[[ SUPPLIED PASSAGE, beginning ]]

“What is expressed by [Joan Mitchell’s] work—which is private, vulnerable, full of the energy of madness and genius, elegance and unparalleled physical intensity—are those primal forces found in the natural world which provide us with the metaphors for our own existence” (M. Tucker, Joan Mitchell, New York, 1974, p. 16).
Joan Mitchell’s exhilarating Untitled is a powerful work from a pivotal moment in her career, an example of her own vital and extraordinary style of Abstract Expressionism. Neutral edges of sweeping ground, worked, worn and rubbed, constitute a backdrop of variegated pale tonalities that barely contain the explosive colors hurtling outward from the vivid tangle of brushwork at the core of the canvas. The white expanses of layered veils of paint project a receptive mood, setting off the storminess at the center of the painting. Calm and strife, order and conflict reside in exhilarating tension in Untitled, a trademark feature of Mitchell’s art. The handling of paint conveys a tangible, tactile impression, and the work demonstrates the artist’s supreme management of color, composition, emotion, and brushwork, as well as her ability to balance spontaneity and control. The light ground becomes the context for a wonderfully varied range of methods of applying oil paint, from lines traced with an almost dry brush, to broad slabs of single hues, to vigorous slashes and strokes, to rich impastos made up of thick tonal admixtures that appear to have been prepared directly on the canvas, right in the midst of the action of painting. Mitchell’s paintings set line free to pursue an abstract language of gesture, rather than a literal representation of landscape or nature. Mitchell translates powerful emotions into vivid color, luminous open space and charged volume.

[[ SUPPLIED PASSAGE, end ]]
[[ EXTRACTED INFORMATION, beginning ]]

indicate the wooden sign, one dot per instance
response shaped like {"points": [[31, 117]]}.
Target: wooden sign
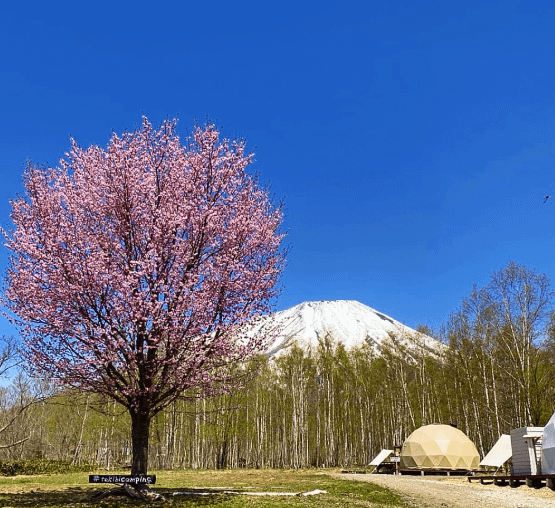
{"points": [[123, 478]]}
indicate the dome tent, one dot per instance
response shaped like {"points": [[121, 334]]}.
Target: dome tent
{"points": [[438, 447]]}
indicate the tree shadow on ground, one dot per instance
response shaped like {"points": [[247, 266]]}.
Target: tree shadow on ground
{"points": [[83, 498]]}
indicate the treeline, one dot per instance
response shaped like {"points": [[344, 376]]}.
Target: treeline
{"points": [[327, 407]]}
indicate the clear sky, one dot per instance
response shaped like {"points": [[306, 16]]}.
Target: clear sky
{"points": [[412, 142]]}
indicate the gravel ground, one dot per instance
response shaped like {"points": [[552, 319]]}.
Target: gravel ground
{"points": [[457, 492]]}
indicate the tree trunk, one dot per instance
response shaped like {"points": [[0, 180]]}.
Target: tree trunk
{"points": [[140, 425]]}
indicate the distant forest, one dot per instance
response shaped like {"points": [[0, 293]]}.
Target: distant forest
{"points": [[328, 407]]}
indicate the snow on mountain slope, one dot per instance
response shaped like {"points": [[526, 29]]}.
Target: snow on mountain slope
{"points": [[346, 321]]}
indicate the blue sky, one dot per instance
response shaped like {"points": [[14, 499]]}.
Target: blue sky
{"points": [[411, 142]]}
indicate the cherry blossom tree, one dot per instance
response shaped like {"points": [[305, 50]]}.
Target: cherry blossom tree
{"points": [[137, 271]]}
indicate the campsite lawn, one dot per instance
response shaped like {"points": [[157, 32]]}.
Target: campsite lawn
{"points": [[74, 490]]}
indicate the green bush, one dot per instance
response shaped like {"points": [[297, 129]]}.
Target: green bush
{"points": [[40, 466]]}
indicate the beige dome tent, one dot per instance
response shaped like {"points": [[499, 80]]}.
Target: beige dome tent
{"points": [[438, 447]]}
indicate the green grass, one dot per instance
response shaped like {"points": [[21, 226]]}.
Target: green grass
{"points": [[73, 490]]}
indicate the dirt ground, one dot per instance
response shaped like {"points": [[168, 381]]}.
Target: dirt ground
{"points": [[457, 492]]}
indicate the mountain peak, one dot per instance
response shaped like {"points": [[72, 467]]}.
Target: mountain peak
{"points": [[346, 321]]}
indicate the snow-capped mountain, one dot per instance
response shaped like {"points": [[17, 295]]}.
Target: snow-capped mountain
{"points": [[346, 321]]}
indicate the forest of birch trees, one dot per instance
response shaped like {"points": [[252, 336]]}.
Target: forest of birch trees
{"points": [[329, 406]]}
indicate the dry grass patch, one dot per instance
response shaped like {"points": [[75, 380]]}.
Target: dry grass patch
{"points": [[201, 488]]}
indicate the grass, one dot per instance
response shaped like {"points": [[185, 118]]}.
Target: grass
{"points": [[73, 490]]}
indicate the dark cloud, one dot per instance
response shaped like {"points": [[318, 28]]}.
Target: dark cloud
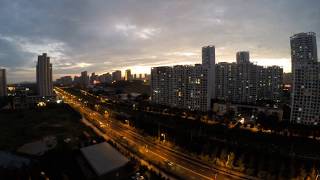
{"points": [[101, 35]]}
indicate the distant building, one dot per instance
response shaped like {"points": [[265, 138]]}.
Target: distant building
{"points": [[44, 76], [116, 75], [64, 81], [245, 82], [209, 62], [242, 57], [84, 79], [3, 83], [93, 78], [181, 86], [305, 103], [105, 78], [128, 75]]}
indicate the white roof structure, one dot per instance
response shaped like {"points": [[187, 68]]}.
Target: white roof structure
{"points": [[103, 158]]}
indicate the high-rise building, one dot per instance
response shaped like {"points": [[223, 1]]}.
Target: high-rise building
{"points": [[105, 78], [116, 75], [84, 79], [209, 61], [65, 81], [93, 78], [3, 83], [181, 86], [128, 75], [44, 76], [245, 82], [226, 82], [243, 57], [270, 80], [305, 103]]}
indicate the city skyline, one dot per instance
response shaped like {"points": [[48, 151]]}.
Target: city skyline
{"points": [[90, 36]]}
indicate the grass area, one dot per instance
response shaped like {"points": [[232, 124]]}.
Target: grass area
{"points": [[24, 126]]}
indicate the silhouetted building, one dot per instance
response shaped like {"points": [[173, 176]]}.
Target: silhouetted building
{"points": [[305, 107], [243, 57], [3, 83], [181, 86], [84, 78], [116, 75], [209, 61], [44, 76], [105, 78], [128, 75], [64, 81], [245, 82]]}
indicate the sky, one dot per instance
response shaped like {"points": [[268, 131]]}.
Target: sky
{"points": [[105, 35]]}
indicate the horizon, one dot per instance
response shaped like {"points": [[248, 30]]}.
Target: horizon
{"points": [[100, 37]]}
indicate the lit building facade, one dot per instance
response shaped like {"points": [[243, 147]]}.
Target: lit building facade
{"points": [[44, 76], [116, 75], [305, 102], [182, 86], [246, 83], [3, 83]]}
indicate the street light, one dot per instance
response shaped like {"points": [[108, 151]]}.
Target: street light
{"points": [[127, 121]]}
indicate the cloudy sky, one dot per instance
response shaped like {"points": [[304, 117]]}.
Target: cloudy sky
{"points": [[105, 35]]}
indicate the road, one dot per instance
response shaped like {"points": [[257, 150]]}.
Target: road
{"points": [[177, 162]]}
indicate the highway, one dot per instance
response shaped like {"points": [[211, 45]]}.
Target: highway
{"points": [[161, 154]]}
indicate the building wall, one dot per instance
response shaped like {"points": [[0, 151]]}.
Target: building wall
{"points": [[44, 76], [3, 83], [305, 103], [247, 82], [180, 86]]}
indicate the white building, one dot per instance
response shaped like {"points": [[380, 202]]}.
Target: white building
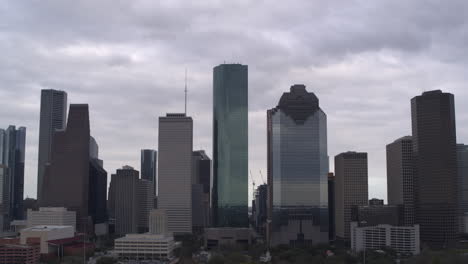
{"points": [[403, 239], [175, 171], [46, 233], [51, 216], [158, 221], [144, 247]]}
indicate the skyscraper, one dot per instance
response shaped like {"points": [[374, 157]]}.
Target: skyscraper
{"points": [[400, 177], [175, 171], [13, 154], [230, 145], [148, 166], [435, 156], [298, 169], [53, 117], [351, 189], [66, 178]]}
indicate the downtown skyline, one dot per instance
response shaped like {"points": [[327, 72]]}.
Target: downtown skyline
{"points": [[365, 92]]}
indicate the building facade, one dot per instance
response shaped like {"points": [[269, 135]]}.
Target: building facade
{"points": [[149, 161], [298, 164], [351, 189], [53, 117], [123, 194], [13, 151], [230, 145], [435, 157], [400, 176], [403, 239], [175, 171]]}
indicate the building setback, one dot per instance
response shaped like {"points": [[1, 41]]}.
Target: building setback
{"points": [[435, 157], [230, 146], [53, 117], [400, 177], [175, 171], [351, 189], [66, 179], [462, 183], [298, 169], [149, 166]]}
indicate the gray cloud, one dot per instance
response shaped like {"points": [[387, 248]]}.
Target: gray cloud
{"points": [[365, 60]]}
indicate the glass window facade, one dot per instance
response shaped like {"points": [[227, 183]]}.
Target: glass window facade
{"points": [[230, 145], [298, 170]]}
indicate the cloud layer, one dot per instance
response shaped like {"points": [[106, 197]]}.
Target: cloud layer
{"points": [[365, 60]]}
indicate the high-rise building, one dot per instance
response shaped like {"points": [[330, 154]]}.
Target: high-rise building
{"points": [[123, 195], [351, 189], [435, 157], [462, 183], [298, 169], [331, 206], [400, 176], [12, 147], [175, 171], [145, 198], [201, 180], [53, 117], [66, 178], [149, 167], [230, 146]]}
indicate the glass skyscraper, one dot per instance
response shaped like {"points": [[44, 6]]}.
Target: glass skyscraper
{"points": [[230, 145], [298, 169]]}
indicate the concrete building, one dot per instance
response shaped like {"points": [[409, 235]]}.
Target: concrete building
{"points": [[158, 222], [145, 198], [351, 189], [148, 167], [215, 237], [400, 177], [144, 247], [51, 216], [298, 169], [66, 178], [462, 184], [435, 157], [12, 148], [175, 171], [123, 195], [45, 234], [53, 117], [230, 146], [403, 239]]}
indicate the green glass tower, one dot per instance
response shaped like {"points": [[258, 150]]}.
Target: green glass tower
{"points": [[230, 145]]}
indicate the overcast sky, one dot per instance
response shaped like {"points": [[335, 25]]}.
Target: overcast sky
{"points": [[364, 60]]}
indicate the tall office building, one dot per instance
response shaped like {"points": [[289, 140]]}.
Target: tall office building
{"points": [[123, 195], [201, 180], [435, 156], [462, 183], [12, 147], [298, 169], [230, 145], [400, 177], [175, 171], [351, 189], [149, 166], [66, 178], [53, 117]]}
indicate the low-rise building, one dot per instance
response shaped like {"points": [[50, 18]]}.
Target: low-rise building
{"points": [[51, 216], [144, 247], [403, 239], [45, 234]]}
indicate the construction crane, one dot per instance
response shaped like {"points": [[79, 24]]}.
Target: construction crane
{"points": [[261, 175]]}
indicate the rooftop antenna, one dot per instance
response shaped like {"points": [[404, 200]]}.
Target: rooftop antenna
{"points": [[185, 91]]}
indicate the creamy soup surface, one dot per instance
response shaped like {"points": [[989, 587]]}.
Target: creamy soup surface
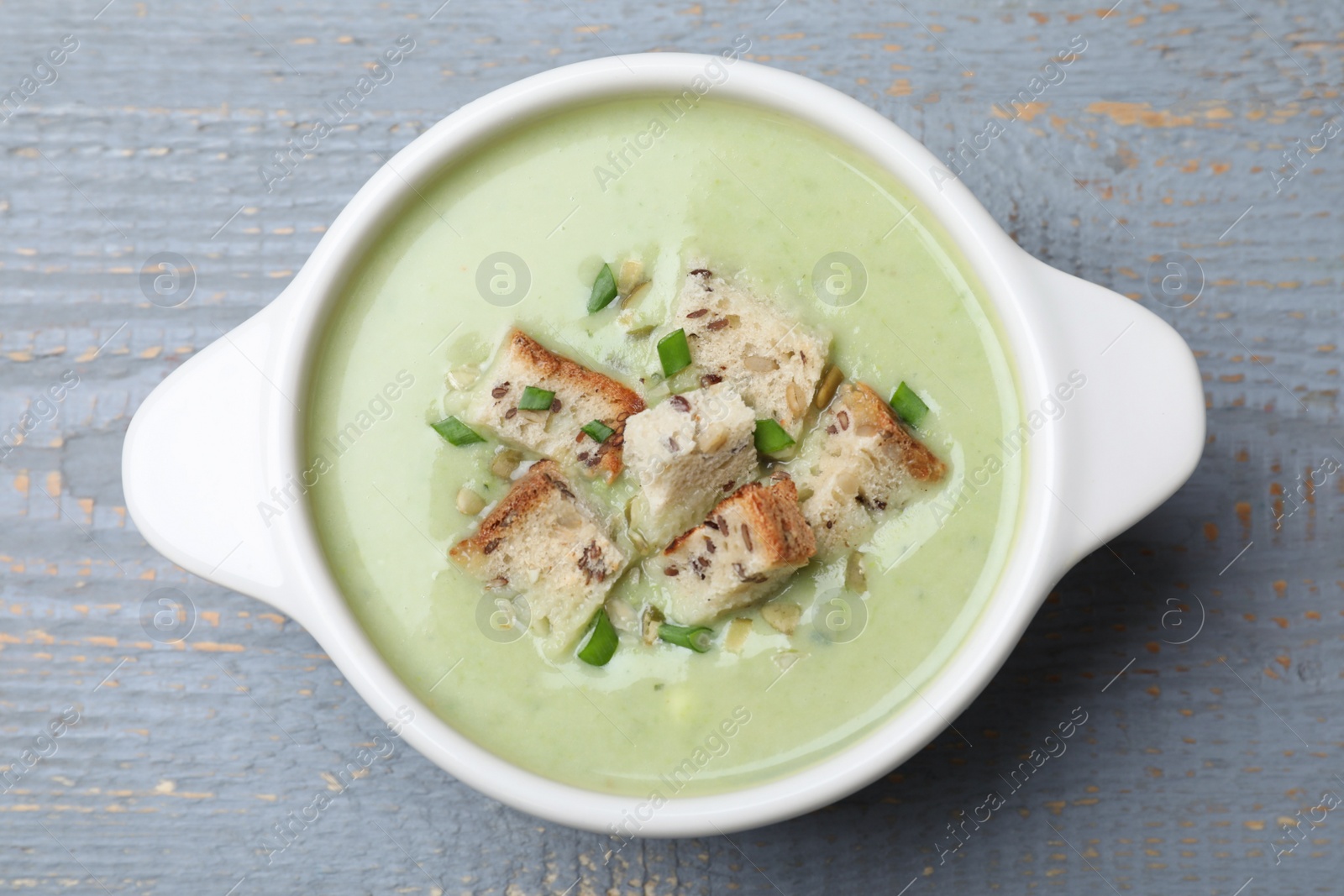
{"points": [[761, 195]]}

[[ EXTRACTED INFORMATION, end ]]

Can you continue the passage on Joan Mitchell's Untitled, picking up after its final sentence? The rows are separate material and have no connection to the passage about Joan Mitchell's painting.

The surface of the canvas is vigorously alive, projecting the many diverse possibilities green, brown, and red shadings offer. Her brushstrokes and lines convey the appearance of having been executed with great speed, but this is deceptive; in fact, the gestures, lines and shapes were actually built-up slowly, methodically, and carefully as Mitchell constructed her surfaces deliberately, standing back to study them as they progressed moment-by-moment. Mitchell uses the canvas surface to explore sets of oppositions: light and dark; warm and cool; gravity and uplift. The artist opens up her process to the viewer, the varied applications of paint, from subtle washes to thick applications of pure color, build tension and symmetry. "Most of the works of 1960-1961 present an array of contrasts; broad robust strokes of vivid and deep colors concentrated at the center are played against delicate trailing lines of shimmering whites and high-keyed tones that dart inward from the thinly painted and stained surrounding areas" (J. Bernstock, Joan Mitchell, New York, 1988, p. 57). Mitchell uses a powerful language of gesture, which sometimes takes the form of single lines and sometimes of thickly-applied, densely-shaped masses, her choices of color oftentimes suggesting shadowy darkness, sometimes intensely vivid, sunlit landscapes, with a wide range of colors and lighting effects in between the two extremes.
When Mitchell created the present work she had recently relocated from New York to Paris, renting a studio at 10 rue Frémicourt in the city’s fifteenth arrondissement. Although she would continue to travel to and exhibit in New York on a regular basis, from this time forward she would paint only in France. At this time Mitchell was laying the groundwork for the direction her art practice would follow for the rest of her highly successful and extraordinary career, as she began to move away from the Abstract Expressionist strategies that influenced her canvases of the 1950s to evolve a new, personal range of sophisticated, lyrical gestures. “A passionate inner vision guided Joan's brush. …[S]he extended the vocabulary of her Abstract Expressionist forebears. She imbued their painterliness with a compositional and chromatic bravery that defiantly alarms us into grasping their beauty” (K. Kertess, “Her Passion Was Abstract but No Less Combustible,” The New York Times, June 16, 2002).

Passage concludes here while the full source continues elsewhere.